### WHAT TO DO
Wherever a line of the records contains "plant", copy that line.

### EXTRACTED DATA

- - - - -

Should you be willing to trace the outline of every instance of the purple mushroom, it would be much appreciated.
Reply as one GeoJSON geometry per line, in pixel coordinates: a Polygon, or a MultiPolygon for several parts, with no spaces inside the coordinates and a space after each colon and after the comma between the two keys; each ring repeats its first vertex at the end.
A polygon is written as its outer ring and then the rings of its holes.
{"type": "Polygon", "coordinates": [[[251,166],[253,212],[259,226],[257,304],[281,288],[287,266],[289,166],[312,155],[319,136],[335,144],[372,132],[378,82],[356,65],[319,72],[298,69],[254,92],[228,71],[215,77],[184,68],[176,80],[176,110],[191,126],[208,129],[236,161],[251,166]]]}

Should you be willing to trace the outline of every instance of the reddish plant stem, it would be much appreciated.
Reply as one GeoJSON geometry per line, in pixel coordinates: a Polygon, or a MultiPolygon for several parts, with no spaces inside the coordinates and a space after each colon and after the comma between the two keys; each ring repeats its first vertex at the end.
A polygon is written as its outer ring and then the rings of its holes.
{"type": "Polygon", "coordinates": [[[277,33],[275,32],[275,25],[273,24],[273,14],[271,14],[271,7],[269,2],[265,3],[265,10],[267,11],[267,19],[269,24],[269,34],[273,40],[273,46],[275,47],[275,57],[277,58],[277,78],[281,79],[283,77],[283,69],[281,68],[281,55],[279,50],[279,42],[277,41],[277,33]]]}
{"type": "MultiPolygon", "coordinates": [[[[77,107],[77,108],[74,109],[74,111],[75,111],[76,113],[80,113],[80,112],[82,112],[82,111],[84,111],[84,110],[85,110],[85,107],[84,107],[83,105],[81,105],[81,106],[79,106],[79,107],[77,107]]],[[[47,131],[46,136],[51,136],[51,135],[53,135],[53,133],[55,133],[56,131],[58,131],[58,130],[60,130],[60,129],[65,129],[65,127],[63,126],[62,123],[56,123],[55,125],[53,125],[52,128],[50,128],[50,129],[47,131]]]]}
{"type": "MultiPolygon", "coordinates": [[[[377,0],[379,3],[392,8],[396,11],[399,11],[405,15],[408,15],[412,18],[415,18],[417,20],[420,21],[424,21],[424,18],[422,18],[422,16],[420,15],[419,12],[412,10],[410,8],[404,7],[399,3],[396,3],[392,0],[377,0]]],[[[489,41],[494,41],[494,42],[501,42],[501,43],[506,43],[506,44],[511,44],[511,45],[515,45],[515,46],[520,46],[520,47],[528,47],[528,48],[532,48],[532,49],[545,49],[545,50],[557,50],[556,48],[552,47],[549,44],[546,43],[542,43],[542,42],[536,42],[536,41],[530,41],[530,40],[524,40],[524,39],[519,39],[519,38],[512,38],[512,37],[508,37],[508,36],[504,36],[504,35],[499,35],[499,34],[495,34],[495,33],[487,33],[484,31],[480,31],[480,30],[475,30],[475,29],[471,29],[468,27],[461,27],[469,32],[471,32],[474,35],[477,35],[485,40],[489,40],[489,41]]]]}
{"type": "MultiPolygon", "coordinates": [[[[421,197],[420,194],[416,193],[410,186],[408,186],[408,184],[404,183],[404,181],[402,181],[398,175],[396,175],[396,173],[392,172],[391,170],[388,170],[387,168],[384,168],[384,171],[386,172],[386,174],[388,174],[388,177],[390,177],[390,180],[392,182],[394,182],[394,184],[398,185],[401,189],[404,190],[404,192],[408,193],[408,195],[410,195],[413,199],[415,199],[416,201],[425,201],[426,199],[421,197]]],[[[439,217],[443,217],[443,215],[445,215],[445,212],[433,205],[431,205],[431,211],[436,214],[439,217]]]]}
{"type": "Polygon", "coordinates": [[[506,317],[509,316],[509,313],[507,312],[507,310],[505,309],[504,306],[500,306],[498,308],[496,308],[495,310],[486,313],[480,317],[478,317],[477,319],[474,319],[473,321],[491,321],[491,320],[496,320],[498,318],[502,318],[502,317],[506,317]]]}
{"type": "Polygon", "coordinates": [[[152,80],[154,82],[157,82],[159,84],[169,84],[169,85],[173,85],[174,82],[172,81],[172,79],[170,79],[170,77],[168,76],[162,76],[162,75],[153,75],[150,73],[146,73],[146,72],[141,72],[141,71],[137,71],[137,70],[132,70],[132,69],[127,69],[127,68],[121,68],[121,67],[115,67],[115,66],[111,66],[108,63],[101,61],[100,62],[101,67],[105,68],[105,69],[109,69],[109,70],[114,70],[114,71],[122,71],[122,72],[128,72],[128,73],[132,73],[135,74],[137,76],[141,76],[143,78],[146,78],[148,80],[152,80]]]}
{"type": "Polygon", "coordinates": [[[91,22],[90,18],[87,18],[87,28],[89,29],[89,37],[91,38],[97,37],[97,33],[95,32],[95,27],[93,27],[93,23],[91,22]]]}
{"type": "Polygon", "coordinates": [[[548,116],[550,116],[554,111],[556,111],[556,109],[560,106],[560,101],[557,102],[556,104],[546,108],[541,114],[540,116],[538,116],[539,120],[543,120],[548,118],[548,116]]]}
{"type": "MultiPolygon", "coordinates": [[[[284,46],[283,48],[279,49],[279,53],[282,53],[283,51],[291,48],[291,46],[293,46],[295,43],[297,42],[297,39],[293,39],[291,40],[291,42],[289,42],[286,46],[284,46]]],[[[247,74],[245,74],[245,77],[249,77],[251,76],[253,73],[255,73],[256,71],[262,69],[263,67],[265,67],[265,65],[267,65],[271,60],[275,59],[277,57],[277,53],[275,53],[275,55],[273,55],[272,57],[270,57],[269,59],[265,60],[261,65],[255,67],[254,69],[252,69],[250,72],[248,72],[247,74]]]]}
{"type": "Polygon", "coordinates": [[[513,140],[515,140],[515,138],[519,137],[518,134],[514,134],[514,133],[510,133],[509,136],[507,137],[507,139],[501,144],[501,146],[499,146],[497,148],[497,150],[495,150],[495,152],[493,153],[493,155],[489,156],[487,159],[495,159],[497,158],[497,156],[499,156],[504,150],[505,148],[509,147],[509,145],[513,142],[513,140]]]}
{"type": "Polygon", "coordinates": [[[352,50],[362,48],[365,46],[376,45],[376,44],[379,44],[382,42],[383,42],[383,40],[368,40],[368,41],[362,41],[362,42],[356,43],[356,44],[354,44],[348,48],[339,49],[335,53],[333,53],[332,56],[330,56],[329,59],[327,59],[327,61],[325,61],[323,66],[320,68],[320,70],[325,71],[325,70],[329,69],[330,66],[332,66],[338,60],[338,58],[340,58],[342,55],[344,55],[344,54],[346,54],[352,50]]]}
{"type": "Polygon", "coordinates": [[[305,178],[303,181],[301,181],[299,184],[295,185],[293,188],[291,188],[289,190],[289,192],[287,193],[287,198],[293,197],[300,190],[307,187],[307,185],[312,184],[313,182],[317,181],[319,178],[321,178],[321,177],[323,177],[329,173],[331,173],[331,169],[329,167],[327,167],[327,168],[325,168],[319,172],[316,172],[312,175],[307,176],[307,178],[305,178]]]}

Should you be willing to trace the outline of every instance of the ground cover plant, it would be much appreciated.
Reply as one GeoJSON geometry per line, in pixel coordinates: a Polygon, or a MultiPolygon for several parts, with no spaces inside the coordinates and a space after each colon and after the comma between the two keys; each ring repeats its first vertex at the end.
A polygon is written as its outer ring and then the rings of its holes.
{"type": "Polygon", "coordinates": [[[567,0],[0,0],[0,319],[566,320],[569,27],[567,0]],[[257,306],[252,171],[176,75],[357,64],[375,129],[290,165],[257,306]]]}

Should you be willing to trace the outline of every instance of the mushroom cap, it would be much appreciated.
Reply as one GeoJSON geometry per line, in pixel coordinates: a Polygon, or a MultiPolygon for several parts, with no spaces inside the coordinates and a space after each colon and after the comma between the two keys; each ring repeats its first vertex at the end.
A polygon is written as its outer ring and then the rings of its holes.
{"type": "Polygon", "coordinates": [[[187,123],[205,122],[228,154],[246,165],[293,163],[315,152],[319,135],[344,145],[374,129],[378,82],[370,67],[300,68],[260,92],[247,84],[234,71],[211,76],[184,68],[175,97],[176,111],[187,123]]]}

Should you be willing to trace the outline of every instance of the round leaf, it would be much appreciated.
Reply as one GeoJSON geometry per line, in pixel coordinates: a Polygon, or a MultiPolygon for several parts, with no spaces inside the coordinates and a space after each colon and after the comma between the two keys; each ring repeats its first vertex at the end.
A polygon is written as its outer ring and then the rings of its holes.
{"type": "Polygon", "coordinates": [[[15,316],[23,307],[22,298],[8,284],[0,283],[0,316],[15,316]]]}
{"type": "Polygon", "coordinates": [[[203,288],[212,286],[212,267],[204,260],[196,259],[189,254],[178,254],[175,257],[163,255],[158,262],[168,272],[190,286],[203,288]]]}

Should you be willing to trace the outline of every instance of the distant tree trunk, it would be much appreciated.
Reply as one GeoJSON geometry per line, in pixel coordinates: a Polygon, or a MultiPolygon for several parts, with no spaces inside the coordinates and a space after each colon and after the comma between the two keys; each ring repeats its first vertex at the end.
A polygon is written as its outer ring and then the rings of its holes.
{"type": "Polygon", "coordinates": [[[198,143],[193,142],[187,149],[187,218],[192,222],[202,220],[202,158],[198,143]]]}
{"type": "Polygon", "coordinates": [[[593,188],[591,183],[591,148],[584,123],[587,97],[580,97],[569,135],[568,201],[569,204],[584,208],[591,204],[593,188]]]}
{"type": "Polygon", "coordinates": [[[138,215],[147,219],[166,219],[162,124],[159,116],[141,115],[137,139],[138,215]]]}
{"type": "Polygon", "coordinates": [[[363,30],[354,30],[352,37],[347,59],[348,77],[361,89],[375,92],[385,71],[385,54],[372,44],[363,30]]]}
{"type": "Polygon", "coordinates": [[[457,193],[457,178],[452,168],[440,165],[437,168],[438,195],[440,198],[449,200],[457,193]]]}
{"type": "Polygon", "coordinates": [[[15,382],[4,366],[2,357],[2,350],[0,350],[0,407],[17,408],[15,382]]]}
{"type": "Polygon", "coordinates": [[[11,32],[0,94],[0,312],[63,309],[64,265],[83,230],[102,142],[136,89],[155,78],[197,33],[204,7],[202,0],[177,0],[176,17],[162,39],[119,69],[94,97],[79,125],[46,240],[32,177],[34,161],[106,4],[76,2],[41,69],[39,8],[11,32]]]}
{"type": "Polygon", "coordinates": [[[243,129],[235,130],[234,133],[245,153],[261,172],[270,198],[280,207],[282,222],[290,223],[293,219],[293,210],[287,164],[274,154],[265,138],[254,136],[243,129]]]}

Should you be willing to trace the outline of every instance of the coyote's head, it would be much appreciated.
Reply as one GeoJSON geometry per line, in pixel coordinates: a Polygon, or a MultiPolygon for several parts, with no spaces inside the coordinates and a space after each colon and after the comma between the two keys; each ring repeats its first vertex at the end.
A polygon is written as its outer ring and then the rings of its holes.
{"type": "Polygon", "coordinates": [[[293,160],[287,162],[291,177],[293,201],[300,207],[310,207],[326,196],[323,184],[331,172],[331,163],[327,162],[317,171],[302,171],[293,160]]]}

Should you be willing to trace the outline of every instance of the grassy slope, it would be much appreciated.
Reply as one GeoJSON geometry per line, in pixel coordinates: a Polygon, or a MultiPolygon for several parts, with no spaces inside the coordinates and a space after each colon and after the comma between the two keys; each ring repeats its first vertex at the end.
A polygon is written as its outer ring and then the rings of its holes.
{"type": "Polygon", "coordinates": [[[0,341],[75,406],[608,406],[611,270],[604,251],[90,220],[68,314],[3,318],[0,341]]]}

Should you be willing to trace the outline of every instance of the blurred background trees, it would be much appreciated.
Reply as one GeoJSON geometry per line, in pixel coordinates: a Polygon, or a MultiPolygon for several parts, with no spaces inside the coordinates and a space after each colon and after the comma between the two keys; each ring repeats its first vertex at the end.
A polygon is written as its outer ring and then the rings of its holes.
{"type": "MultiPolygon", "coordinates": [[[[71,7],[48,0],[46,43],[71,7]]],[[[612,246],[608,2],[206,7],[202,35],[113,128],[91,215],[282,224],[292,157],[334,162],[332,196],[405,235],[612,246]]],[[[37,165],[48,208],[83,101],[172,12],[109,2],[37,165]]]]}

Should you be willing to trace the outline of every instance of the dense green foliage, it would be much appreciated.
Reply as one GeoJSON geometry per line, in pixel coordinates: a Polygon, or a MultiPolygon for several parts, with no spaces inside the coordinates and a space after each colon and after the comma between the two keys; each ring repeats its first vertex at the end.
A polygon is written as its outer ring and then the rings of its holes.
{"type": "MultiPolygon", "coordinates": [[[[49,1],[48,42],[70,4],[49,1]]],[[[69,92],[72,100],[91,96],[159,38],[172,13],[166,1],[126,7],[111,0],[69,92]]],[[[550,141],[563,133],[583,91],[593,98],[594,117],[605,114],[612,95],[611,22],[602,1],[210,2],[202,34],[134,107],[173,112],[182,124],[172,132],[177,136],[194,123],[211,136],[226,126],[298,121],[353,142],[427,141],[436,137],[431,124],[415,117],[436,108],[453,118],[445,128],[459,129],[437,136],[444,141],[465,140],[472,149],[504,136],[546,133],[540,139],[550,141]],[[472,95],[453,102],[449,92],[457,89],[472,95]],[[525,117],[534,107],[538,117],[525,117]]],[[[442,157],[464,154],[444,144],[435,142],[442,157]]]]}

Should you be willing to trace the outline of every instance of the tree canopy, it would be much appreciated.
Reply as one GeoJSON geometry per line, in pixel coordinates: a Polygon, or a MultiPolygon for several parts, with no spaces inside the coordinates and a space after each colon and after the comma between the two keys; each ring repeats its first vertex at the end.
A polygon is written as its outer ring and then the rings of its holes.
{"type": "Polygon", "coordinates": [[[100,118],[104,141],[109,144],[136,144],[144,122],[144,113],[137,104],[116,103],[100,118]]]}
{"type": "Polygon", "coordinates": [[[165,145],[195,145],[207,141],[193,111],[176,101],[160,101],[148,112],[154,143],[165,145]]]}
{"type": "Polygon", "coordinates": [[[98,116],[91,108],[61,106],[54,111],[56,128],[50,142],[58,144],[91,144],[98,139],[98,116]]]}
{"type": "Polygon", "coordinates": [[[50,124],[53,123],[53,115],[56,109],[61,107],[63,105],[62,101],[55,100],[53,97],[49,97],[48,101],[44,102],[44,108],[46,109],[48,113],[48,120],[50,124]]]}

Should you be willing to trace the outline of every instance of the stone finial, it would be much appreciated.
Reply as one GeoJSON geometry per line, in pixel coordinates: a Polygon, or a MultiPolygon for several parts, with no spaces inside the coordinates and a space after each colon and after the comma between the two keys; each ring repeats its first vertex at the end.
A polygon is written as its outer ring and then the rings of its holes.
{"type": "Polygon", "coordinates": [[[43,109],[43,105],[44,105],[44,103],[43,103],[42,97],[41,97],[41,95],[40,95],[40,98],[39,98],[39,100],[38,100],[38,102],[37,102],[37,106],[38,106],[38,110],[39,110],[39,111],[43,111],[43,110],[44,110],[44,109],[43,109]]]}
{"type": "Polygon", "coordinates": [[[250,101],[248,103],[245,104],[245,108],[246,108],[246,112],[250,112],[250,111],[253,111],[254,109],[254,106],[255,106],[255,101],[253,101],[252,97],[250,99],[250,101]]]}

- - - - -

### RESPONSE BOX
Should you be willing to trace the outline of every instance of the reddish plant stem, it would be much appreciated.
Should you be willing to trace the outline of every instance of the ground cover plant, it would be much appreciated.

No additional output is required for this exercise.